[Records from a data collection]:
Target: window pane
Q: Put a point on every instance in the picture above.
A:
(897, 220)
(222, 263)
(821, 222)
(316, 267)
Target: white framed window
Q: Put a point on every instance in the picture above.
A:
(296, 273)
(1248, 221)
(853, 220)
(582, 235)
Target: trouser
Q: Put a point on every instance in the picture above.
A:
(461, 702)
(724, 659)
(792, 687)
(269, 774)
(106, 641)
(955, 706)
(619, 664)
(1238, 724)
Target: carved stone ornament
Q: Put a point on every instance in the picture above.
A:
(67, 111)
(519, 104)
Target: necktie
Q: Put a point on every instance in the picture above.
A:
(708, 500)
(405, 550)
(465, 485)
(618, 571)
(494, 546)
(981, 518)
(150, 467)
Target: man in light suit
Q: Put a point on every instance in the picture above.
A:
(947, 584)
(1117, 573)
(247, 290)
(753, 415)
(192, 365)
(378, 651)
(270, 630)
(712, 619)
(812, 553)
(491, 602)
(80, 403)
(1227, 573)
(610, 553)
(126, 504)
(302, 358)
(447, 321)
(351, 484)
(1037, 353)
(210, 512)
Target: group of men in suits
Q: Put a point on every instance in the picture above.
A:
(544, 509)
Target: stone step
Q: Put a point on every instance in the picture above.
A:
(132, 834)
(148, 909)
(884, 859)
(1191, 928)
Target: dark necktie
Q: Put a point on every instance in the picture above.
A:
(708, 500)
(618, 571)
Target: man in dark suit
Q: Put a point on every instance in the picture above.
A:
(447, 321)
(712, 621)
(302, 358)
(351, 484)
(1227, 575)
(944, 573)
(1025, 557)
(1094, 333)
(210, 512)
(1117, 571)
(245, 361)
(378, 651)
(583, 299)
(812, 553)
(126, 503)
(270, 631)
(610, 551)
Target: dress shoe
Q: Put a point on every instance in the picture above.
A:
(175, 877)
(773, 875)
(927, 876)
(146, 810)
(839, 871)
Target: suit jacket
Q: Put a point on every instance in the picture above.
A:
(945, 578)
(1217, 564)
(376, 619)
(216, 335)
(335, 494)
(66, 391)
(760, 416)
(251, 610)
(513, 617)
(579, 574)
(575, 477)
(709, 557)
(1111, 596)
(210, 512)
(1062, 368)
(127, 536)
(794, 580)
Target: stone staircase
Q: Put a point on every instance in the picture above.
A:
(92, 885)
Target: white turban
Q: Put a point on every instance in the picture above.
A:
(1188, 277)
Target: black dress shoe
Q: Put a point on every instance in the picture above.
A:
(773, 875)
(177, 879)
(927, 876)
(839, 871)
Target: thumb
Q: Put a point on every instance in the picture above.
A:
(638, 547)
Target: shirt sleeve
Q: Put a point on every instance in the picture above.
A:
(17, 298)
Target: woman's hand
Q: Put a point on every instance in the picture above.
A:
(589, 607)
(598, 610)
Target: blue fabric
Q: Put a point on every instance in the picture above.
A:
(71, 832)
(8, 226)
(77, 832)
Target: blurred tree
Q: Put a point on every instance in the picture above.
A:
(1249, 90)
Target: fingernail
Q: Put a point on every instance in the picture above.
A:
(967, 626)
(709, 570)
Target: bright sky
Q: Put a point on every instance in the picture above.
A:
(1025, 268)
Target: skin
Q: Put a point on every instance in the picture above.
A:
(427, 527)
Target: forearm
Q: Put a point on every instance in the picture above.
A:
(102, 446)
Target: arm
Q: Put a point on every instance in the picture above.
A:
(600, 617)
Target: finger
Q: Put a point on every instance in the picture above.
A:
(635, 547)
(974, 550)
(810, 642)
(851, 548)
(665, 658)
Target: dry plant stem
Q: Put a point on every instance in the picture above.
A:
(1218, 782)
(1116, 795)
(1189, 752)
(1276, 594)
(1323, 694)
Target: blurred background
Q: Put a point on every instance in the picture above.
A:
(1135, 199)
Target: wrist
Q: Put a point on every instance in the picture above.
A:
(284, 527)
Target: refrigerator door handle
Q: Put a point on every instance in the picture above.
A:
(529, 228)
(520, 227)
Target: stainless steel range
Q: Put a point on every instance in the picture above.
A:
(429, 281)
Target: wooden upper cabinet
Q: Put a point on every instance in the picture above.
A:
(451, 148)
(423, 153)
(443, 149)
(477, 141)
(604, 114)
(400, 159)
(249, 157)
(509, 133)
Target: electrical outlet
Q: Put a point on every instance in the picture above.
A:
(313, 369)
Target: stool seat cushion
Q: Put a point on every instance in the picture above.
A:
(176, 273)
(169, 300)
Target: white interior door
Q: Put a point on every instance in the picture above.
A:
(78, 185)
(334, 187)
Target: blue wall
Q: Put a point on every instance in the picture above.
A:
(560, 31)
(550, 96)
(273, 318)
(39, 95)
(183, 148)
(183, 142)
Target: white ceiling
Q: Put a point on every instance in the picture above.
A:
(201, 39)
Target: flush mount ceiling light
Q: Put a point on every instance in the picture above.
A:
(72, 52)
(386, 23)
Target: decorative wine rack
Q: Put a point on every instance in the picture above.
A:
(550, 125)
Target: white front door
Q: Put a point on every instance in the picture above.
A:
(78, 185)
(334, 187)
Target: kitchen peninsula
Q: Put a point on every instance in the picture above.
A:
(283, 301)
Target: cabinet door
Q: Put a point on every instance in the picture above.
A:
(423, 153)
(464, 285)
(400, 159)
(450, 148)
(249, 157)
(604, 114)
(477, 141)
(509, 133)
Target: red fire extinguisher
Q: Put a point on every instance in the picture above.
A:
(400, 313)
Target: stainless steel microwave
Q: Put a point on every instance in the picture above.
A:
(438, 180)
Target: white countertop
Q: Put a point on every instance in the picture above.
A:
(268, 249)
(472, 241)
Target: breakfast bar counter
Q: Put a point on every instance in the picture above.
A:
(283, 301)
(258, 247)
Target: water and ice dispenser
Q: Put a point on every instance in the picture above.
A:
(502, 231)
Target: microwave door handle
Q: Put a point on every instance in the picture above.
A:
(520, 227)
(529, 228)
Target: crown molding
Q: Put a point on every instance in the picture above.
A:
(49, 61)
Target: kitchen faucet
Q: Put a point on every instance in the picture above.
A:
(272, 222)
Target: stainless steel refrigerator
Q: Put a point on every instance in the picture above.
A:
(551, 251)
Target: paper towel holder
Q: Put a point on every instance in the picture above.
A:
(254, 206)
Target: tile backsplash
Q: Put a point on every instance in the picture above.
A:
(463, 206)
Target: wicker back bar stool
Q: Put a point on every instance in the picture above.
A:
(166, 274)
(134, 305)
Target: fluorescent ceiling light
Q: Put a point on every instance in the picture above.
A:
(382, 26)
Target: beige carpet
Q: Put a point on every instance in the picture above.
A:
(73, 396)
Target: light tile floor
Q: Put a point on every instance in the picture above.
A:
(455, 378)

[Goal]: Quote every line of the data, word for word.

[In response]:
Target: window pane
Q: Put a point on every instance in the picture above.
A:
(897, 220)
(222, 263)
(821, 222)
(316, 267)
Target: white framed window
Q: Put a point on every instance in the picture above.
A:
(296, 273)
(1248, 221)
(853, 220)
(582, 235)
Target: trouser
Q: Put a point on every instance in the picture above.
A:
(461, 702)
(724, 659)
(792, 687)
(269, 774)
(106, 641)
(955, 706)
(619, 664)
(1238, 724)
Target: carved stone ornament
Q: Put a point on every instance in the picture above.
A:
(67, 111)
(519, 104)
Target: necktie
Q: Put a point on every instance in the picture above.
A:
(708, 500)
(405, 550)
(465, 485)
(618, 571)
(494, 546)
(981, 518)
(150, 467)
Target: man in light suit
Q: Put a point on every instance in the picture above.
A:
(947, 584)
(1117, 573)
(247, 290)
(753, 415)
(192, 365)
(378, 651)
(270, 630)
(712, 619)
(812, 553)
(491, 602)
(80, 403)
(1227, 573)
(610, 553)
(126, 504)
(302, 358)
(447, 321)
(351, 484)
(1037, 353)
(210, 512)
Target: group of men in suits
Q: Put a point on every instance in the picture above.
A:
(544, 509)
Target: stone step
Q: Put a point on every instance in the picture above.
A:
(132, 834)
(148, 909)
(884, 859)
(1191, 928)
Target: dark necktie
Q: Put a point on every instance in the picture above.
A:
(708, 500)
(618, 571)
Target: man in dark suit
Q: Put a point on every instance in the picture above.
A:
(447, 321)
(712, 621)
(302, 358)
(351, 484)
(1227, 575)
(944, 573)
(1025, 557)
(1094, 333)
(210, 512)
(1117, 571)
(245, 361)
(378, 651)
(583, 299)
(812, 553)
(126, 503)
(270, 631)
(610, 551)
Target: dress shoe
Q: Put a point on every instance in the picture above.
A:
(175, 877)
(773, 875)
(927, 876)
(146, 810)
(839, 871)
Target: suit jacket
Q: Put a point on every instance in the picture above.
A:
(945, 578)
(1217, 564)
(376, 619)
(216, 335)
(335, 494)
(66, 391)
(760, 416)
(251, 610)
(513, 617)
(579, 574)
(575, 477)
(709, 557)
(1111, 596)
(210, 512)
(1062, 368)
(127, 536)
(794, 580)
Target: stone staircase
Q: Put a point on every instance in the picture above.
A:
(92, 885)
Target: white turban
Q: Put a point on every instance in the picture above.
A:
(1188, 277)
Target: black dress shoe
Q: Put a point on every instance in the picture above.
A:
(773, 875)
(177, 879)
(927, 876)
(839, 871)
Target: thumb
Q: Put a point on every instance in the picture above.
A:
(638, 547)
Target: shirt sleeve
Q: Put a point on every instance in the picture above.
A:
(17, 298)
Target: woman's hand
Q: Put a point on every instance in the picture above.
A:
(589, 607)
(598, 610)
Target: blue fabric
Q: Put a point on every instance in the picture above.
A:
(71, 832)
(8, 226)
(77, 832)
Target: blurred tree
Q: Put a point on every instance in the picture above.
A:
(1249, 90)
Target: fingernail
Q: Put a point on every instance in the picture above.
A:
(967, 626)
(709, 570)
Target: bright sky
Q: Put a point on every instance in the picture above.
A:
(1025, 268)
Target: skin
Q: Put a point on every instance in the picture above.
A:
(427, 527)
Target: forearm
Q: Put a point on every instance in the picture above.
A:
(102, 446)
Target: arm
Q: Put a point on every instance in the picture above.
A:
(600, 617)
Target: finger
Q: Put a point on every instance in the picture above.
A:
(635, 547)
(974, 550)
(810, 642)
(851, 548)
(665, 658)
Target: dry plant stem
Q: Put a point on every instance in the picture above.
A:
(1218, 782)
(1116, 795)
(1189, 752)
(1276, 594)
(1323, 694)
Target: blurred background
Q: Put a point on every instance in the picture above.
A:
(1135, 199)
Target: wrist
Q: Put a point on every instance in the picture above.
A:
(284, 527)
Target: refrigerator door handle
Q: Put a point on every instance in the picture above.
A:
(529, 228)
(520, 227)
Target: stainless steel range
Q: Put a point on every instance in the picture above.
A:
(429, 281)
Target: wooden upper cabinet
Q: Put a point on every instance in the picture above.
A:
(451, 148)
(423, 153)
(443, 149)
(477, 141)
(604, 114)
(400, 159)
(249, 157)
(509, 133)
Target: electrical outlet
Q: Put a point on every instance in the picture above.
A:
(313, 369)
Target: stool seat cushion
Q: Put a point on every instance in the picture above.
A:
(176, 273)
(169, 300)
Target: white interior door
Q: Put a point on every instance in the picture above.
A:
(78, 185)
(334, 187)
Target: blue wall
Q: Put a point on every instance in the picture above.
A:
(560, 31)
(550, 96)
(273, 318)
(39, 95)
(183, 148)
(183, 142)
Target: white ceiling
Q: Put a point on every instance in the picture above.
A:
(201, 39)
Target: flush mount ceiling light
Q: Put a point on every instance in the picture above.
A:
(72, 52)
(386, 23)
Target: decorative wine rack
Q: Put a point on every instance in the picture above.
A:
(550, 125)
Target: white front door
Q: Put a point on every instance in the picture above.
A:
(78, 185)
(334, 187)
Target: kitchen peninsula
Q: Put a point on every instance in the picture above.
A:
(283, 301)
Target: cabinet door
Q: Put a point on every instance in the picture above.
A:
(423, 153)
(464, 285)
(400, 159)
(450, 148)
(249, 157)
(604, 114)
(477, 141)
(509, 133)
Target: red fire extinguisher
Q: Put a point on every instance in the picture above.
A:
(400, 313)
Target: stainless steel microwave
Q: Put a point on every instance in the picture above.
A:
(438, 180)
Target: white countertop
Q: Put a point on every instance in the picture above.
A:
(268, 249)
(472, 241)
Target: breakfast bar counter
Q: Put a point on every instance in the picture above.
A:
(283, 301)
(258, 247)
Target: water and ice dispenser
Q: Put a point on every instance in the picture above.
A:
(502, 231)
Target: microwave door handle
Q: Put a point on every instance in the picture above.
A:
(520, 227)
(529, 228)
Target: crown molding
Q: Put a point on every instance in the picture above.
A:
(49, 61)
Target: kitchen faucet
Q: Put a point on every instance in the picture above.
A:
(272, 222)
Target: stainless steel refrigerator
Q: Put a point on every instance in the picture above.
A:
(551, 251)
Target: paper towel holder
Q: Put a point on every instance in the picture above.
A:
(254, 206)
Target: tile backsplash
Q: Put a point on every instance in the picture above.
A:
(463, 206)
Target: wicker back bar stool
Q: Put a point on every instance in the picture above.
A:
(166, 274)
(134, 305)
Target: fluorescent ceiling light
Q: Put a point on every instance in the picture above.
A:
(382, 26)
Target: beige carpet
Q: Put a point on every instance in the picture above.
A:
(73, 396)
Target: light tile floor
Q: Put a point on every instance in the picture above.
A:
(455, 378)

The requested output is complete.